Source passage ->

That’s the entire vectoriser. No model weights, no training, no GPU — just counting.

A Real Search Engine, Running Now

The box below implements exactly the two functions above, indexes eight real sentences drawn from topics this blog has actually covered, and searches them live as you type. Every score you see is computed in your browser at that instant — open your devtools and you’ll find the same tfidfVector and cosine similarity functions sitting in the page source.

Try “hexagonal grid” first — it scores the H3 sentence highly because both words appear there. Then try “six-sided shape”, which is a near-perfect paraphrase of “hexagonal” and shares precisely zero words with any document in the corpus. You’ll get nothing, or close to it. That empty result is the whole limitation of lexical search in one click: it has no concept that “six-sided shape” and “hexagonal” mean approximately the same thing. It only knows whether the same characters showed up.

What Neural Embeddings Actually Change

A neural embedding model — the kind behind OpenAI’s text-embedding-3-small, Cohere’s embed-v3, or any sentence-transformer — produces a vector through the same cosine-similarity comparison, but builds the vector completely differently. Instead of counting words, the text is passed through a network trained on enormous amounts of text to place semantically similar passages near each other in a fixed-size vector space — typically 1536 dimensions for text-embedding-3-small, regardless of whether the input is one word or one thousand. Crucially, that training objective is explicitly about meaning, not vocabulary overlap — which is precisely the dimension the TF-IDF demo above cannot see.

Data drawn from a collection
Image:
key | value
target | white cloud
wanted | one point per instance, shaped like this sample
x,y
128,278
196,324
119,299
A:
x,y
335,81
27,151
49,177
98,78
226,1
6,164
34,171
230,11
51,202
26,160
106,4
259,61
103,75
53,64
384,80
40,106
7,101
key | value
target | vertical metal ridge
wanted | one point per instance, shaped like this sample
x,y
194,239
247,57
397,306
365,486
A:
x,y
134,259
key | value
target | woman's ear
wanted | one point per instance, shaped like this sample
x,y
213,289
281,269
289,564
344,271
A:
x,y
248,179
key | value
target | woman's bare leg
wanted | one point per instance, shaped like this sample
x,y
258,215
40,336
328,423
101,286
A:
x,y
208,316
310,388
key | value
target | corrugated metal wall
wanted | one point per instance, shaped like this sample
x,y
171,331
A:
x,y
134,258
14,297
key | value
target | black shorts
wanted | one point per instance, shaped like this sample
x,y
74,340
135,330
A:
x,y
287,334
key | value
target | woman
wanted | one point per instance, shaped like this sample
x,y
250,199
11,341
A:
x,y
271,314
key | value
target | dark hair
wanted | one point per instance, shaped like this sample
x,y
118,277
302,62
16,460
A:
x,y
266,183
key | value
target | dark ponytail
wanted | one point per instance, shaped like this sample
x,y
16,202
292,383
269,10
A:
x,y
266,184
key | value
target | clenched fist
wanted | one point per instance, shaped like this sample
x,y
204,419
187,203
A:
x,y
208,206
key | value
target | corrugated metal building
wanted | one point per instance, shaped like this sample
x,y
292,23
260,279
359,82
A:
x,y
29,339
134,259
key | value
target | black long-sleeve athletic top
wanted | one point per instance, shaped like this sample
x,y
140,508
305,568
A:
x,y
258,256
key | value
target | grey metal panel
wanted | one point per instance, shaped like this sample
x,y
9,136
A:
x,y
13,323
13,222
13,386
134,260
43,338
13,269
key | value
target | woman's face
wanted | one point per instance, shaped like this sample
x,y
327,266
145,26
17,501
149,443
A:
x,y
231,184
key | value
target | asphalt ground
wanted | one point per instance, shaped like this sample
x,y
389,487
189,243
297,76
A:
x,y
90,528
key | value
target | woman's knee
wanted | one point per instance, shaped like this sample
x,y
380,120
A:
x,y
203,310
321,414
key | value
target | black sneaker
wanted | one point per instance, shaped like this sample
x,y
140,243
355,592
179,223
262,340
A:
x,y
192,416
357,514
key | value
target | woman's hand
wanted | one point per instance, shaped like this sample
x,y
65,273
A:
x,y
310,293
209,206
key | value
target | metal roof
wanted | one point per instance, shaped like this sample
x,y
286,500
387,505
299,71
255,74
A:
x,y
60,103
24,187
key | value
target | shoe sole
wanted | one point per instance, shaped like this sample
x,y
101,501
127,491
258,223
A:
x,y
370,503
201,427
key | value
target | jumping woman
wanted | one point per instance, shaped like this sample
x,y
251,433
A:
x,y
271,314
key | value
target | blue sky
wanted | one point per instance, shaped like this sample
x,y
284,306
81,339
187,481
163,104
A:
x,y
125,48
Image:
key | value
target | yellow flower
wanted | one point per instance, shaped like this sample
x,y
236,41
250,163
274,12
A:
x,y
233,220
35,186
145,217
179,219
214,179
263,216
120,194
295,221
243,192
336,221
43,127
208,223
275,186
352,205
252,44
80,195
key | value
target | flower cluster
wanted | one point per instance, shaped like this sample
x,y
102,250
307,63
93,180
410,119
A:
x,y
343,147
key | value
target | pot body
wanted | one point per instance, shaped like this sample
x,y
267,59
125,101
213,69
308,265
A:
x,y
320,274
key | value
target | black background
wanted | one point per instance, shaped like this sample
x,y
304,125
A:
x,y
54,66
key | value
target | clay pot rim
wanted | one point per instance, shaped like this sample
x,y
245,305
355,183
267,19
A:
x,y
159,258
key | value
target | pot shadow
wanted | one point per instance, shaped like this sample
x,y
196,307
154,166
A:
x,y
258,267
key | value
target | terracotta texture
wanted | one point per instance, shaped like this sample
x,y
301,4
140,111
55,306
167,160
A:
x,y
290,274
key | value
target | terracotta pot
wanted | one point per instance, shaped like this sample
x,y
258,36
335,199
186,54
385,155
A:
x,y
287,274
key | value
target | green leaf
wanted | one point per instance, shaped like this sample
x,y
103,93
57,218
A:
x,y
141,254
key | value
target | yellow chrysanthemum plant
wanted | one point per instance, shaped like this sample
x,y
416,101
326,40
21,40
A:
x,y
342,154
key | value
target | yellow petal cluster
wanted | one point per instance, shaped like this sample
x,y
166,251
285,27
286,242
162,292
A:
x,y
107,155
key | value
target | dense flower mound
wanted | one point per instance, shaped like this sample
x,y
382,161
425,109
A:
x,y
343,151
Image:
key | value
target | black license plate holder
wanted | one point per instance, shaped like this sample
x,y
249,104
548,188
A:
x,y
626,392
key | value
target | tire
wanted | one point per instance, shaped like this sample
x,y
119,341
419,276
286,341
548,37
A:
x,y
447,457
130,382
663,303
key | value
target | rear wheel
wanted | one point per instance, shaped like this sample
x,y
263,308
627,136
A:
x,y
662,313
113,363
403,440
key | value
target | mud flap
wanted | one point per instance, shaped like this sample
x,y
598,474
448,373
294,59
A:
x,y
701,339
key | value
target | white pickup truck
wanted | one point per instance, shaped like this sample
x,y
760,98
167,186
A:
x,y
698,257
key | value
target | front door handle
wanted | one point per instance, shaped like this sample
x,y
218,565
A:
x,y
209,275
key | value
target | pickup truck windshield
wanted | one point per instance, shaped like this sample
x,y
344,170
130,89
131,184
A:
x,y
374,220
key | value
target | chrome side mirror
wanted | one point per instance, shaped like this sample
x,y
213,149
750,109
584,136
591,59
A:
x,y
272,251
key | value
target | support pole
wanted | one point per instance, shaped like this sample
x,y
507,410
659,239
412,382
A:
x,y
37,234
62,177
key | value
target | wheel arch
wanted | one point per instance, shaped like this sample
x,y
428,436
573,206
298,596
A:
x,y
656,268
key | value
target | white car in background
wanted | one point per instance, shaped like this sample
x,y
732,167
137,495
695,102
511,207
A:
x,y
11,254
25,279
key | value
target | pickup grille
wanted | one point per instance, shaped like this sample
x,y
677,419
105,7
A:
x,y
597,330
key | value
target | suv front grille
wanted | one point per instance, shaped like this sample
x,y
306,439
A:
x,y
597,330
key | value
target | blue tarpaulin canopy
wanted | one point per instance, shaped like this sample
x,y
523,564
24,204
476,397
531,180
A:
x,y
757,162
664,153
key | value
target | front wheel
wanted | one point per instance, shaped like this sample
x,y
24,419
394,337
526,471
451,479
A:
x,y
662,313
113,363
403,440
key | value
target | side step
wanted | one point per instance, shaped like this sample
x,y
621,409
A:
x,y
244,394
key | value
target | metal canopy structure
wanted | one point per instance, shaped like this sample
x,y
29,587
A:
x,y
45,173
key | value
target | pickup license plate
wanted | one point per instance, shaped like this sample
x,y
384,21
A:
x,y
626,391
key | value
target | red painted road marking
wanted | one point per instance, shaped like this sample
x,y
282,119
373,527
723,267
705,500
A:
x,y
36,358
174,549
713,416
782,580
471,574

Exercise set ->
a. In the passage on lexical versus neural search, how many dimensions does text-embedding-3-small typically produce?
b. Pick up the passage on lexical versus neural search after its final sentence and continue it.

Answers to the exercise ->
a. Typically 1536 dimensions.

b.
from openai import OpenAI
import numpy as np

client = OpenAI()

def embed(text: str) -> np.ndarray:
    response = client.embeddings.create(model="text-embedding-3-small", input=text)
    return np.array(response.data[0].embedding)

def cosine_similarity(a: np.ndarray, b: np.ndarray) -> float:
    return float(np.dot(a, b) / (np.linalg.norm(a) * np.linalg.norm(b)))

vec_a = embed("a hexagonal grid for spatial indexing")
vec_b = embed("a six-sided tiling system for dividing up a map")
print(cosine_similarity(vec_a, vec_b))  # high — despite zero shared keywords

Run that, and the pair that defeated the in-browser demo scores highly — because the comparison is still cosine similarity, but the vectors now encode something closer to meaning than vocabulary. The arithmetic from the first section of this post hasn’t changed at all. Only the vector-building step has.

Once text is a vector, “find similar things” becomes “find nearby points,” and that’s the operation underneath far more than search boxes: retrieval-augmented generation retrieves the passages nearest to a question’s embedding before asking a model to answer; recommendation systems find items near a user’s taste vector; deduplication finds near-duplicate documents by distance rather than exact match. At production scale, computing cosine similarity against every document — what this post’s demo does, brute-force, against eight sentences — stops being fast enough, which is why real systems use approximate nearest-neighbour indexes like HNSW (used inside FAISS, pgvector, and most managed vector databases) to find near-matches in a fraction of the comparisons, trading a small amount of recall for a very large amount of speed.

The mechanism, though, is exactly what you watched run in your browser a moment ago: vectorise, compare by angle, rank by score. Everything else is making that one idea faster and the vectors smarter.